Could you print the stretch of lines below from the one with "I bet there's a shed door" through the one with "I bet there's a gray", exactly as they stand and without any pictures?

**Given records:**
• • •

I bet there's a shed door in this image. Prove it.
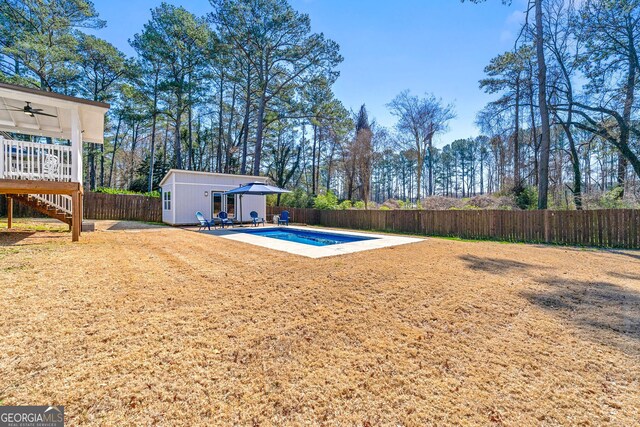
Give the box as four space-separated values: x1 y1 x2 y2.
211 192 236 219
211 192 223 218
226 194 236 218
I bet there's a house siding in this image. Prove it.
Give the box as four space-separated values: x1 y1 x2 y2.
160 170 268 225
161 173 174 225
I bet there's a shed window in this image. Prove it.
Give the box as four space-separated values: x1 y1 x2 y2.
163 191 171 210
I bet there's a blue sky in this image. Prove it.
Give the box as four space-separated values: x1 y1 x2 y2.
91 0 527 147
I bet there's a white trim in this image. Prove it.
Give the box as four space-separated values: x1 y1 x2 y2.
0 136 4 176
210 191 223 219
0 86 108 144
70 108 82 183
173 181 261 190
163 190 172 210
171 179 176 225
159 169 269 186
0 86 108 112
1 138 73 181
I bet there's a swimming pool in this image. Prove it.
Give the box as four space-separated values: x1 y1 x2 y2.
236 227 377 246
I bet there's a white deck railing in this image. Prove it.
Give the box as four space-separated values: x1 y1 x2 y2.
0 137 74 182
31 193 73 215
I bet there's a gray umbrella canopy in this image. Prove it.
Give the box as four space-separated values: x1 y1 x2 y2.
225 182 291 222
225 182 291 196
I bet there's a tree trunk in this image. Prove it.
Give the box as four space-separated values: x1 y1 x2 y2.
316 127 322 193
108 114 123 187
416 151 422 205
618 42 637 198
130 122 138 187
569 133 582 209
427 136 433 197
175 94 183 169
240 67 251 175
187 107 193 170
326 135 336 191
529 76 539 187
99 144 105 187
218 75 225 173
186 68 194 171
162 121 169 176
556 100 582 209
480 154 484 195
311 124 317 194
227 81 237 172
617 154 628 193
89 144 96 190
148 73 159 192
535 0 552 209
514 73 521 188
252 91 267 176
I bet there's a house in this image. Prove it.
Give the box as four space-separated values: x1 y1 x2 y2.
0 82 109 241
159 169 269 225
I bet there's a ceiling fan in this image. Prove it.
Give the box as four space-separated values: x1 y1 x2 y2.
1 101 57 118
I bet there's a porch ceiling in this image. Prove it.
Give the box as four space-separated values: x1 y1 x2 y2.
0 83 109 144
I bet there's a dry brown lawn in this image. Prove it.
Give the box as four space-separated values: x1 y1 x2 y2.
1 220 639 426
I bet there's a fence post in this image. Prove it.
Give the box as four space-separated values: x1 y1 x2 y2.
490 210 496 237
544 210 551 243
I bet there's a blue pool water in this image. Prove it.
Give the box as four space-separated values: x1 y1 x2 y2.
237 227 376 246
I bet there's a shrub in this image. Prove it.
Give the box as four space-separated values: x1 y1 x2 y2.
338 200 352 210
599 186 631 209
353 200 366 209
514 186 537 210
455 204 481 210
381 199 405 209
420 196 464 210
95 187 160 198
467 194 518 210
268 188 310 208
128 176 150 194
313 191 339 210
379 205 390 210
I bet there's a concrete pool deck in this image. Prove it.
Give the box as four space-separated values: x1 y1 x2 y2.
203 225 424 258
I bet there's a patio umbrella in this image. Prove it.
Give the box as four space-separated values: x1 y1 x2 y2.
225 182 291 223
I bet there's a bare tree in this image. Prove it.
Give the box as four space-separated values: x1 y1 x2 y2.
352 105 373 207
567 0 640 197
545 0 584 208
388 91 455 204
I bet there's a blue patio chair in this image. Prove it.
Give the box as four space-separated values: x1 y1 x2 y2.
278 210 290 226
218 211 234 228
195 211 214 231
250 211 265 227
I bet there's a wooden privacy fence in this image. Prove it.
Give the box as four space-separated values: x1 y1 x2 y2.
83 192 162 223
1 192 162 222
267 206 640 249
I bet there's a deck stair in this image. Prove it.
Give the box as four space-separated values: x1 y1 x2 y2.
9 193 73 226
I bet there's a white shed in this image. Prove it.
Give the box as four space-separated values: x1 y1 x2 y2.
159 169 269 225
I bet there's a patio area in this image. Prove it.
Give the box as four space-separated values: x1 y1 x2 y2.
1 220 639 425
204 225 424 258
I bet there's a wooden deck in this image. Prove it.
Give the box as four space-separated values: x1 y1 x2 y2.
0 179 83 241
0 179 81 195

• • •

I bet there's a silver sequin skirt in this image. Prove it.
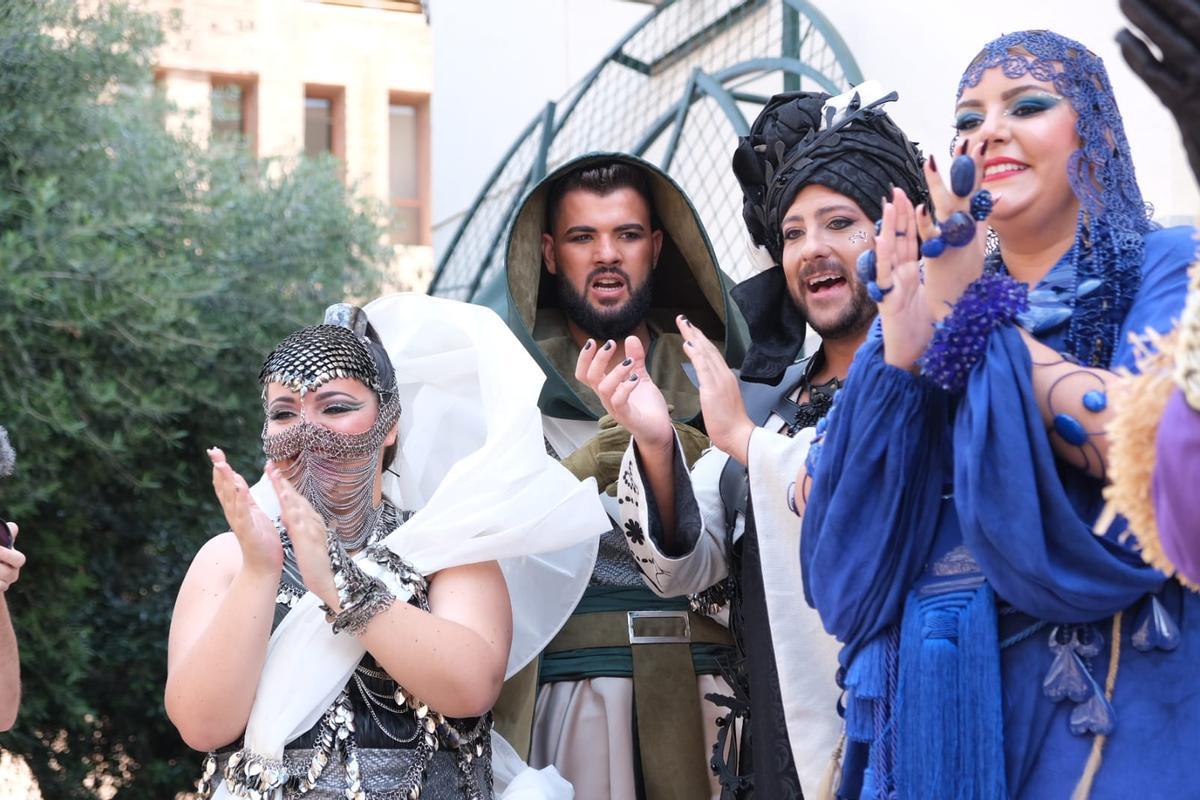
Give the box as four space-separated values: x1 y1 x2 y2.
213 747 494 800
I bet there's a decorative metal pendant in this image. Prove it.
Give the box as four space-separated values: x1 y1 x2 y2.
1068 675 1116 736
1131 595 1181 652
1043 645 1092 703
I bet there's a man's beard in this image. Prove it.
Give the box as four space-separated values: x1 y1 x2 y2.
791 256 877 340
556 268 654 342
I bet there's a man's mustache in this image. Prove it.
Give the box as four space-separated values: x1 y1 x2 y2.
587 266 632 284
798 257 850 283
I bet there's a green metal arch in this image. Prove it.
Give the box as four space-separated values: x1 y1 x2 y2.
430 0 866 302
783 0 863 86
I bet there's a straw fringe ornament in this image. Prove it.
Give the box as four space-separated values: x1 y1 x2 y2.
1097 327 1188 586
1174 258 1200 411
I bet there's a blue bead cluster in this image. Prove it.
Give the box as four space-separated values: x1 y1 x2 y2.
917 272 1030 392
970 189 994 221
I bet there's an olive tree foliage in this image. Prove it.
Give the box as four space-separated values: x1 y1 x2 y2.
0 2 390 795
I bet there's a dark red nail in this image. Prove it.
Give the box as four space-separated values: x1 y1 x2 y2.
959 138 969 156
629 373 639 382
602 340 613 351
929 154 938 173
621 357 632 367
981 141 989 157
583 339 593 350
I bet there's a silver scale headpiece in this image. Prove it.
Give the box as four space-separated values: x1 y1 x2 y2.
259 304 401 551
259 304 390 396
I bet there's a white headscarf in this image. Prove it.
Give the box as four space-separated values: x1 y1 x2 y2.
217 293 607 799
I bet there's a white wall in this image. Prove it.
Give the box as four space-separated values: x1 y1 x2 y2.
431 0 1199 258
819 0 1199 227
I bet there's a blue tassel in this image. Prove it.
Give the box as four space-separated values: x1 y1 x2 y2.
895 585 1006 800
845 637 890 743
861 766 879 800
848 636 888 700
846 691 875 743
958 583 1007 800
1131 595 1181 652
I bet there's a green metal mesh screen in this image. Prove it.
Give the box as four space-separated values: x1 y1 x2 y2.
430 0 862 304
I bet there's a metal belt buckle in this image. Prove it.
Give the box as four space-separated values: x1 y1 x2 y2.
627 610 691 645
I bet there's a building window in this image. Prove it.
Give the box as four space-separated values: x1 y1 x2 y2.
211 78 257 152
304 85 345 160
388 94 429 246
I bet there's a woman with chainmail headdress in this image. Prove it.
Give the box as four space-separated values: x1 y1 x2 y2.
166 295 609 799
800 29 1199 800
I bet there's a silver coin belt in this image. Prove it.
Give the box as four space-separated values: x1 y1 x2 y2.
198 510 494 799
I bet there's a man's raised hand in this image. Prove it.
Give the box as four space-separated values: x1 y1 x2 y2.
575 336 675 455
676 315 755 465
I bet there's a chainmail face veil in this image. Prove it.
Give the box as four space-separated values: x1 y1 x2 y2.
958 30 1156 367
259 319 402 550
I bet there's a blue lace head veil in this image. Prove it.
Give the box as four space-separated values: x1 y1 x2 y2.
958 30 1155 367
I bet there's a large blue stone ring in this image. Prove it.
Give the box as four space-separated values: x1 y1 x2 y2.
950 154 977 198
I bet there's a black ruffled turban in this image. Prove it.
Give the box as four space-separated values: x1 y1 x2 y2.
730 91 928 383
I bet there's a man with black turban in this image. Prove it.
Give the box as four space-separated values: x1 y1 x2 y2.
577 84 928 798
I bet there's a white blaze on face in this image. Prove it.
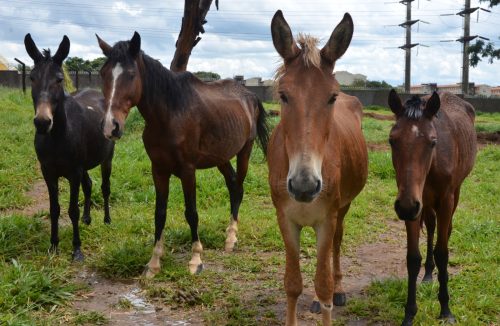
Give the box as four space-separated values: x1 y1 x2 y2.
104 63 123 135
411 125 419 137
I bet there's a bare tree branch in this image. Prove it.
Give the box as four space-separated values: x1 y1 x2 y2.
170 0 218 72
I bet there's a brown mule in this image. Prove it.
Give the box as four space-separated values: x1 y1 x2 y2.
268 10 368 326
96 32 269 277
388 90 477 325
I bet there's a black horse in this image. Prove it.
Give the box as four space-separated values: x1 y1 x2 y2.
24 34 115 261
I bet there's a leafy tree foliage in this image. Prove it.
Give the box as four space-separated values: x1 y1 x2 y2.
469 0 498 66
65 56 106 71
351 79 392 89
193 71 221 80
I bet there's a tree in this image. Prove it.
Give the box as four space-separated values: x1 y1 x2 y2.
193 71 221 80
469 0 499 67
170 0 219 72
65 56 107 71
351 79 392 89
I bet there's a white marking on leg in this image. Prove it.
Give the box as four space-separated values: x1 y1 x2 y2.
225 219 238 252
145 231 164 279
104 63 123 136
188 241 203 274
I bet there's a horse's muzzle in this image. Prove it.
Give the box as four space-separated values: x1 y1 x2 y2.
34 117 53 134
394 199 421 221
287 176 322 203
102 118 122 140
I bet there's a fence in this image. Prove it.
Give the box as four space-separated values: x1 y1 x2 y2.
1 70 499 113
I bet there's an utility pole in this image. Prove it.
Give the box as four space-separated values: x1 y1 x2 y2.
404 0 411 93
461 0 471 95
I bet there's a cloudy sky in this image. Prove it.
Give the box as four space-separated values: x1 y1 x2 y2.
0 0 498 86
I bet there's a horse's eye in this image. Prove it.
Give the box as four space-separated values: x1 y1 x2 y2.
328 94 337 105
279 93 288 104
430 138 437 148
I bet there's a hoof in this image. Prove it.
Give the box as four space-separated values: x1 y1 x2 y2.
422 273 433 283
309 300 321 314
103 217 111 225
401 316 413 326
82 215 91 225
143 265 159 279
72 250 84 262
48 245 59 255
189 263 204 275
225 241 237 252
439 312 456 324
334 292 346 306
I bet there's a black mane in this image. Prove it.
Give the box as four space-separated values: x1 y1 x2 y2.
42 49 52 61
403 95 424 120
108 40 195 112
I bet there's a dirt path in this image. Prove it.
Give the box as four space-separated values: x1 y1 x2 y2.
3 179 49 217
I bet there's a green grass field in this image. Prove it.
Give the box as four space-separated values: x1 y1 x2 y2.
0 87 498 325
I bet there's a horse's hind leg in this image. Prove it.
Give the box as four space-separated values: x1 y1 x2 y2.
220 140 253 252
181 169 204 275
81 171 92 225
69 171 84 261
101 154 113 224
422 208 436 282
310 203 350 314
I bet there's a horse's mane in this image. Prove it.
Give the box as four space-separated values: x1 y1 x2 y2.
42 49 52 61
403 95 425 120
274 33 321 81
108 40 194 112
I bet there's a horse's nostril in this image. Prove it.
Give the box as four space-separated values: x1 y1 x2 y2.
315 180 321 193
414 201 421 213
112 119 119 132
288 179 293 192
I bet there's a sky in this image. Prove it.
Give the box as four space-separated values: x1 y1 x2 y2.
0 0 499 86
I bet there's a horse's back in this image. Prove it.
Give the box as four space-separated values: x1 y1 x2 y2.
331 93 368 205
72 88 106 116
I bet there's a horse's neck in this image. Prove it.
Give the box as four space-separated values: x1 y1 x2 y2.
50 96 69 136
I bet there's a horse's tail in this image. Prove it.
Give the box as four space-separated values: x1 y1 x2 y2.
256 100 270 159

• • •

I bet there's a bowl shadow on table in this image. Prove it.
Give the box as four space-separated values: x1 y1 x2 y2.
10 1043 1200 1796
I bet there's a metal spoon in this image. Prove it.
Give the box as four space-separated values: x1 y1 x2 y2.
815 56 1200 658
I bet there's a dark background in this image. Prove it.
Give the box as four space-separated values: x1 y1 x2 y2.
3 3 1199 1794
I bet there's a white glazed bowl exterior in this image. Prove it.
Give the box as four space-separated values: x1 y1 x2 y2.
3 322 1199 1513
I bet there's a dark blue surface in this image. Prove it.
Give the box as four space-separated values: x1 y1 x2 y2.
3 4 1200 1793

• • •

**Answer to the exercise:**
I bet there's a shed door in this image. Prove it.
Give the box as four space-separated values: x1 y1 x2 y2.
211 192 236 219
211 192 223 218
226 194 236 218
I bet there's a house siding in this image. Prove it.
Give the box as four space-separated values: x1 y1 x2 y2.
160 170 268 225
161 173 174 225
I bet there's a shed window in this image. Prove it.
Give the box as four space-separated values: x1 y1 x2 y2.
163 191 171 210
I bet there's a blue sky in this image. Prove it.
Give the box as four space-separated values: x1 y1 x2 y2.
91 0 527 147
I bet there's a white trim in this image. Prove it.
Give the box as four space-separated values: x1 y1 x2 y2.
0 136 4 176
210 191 223 219
0 86 108 144
70 108 82 183
173 181 261 190
163 190 172 210
171 179 176 225
159 169 269 186
0 86 108 112
1 138 73 181
I bet there's a swimming pool in this image. Prove it.
Give the box as four space-separated values: x1 y1 x2 y2.
236 227 377 246
I bet there's a white deck railing in this image. Prove it.
Give the box as four space-separated values: x1 y1 x2 y2.
0 137 74 182
31 193 73 215
I bet there's a gray umbrella canopy in this image. Prove it.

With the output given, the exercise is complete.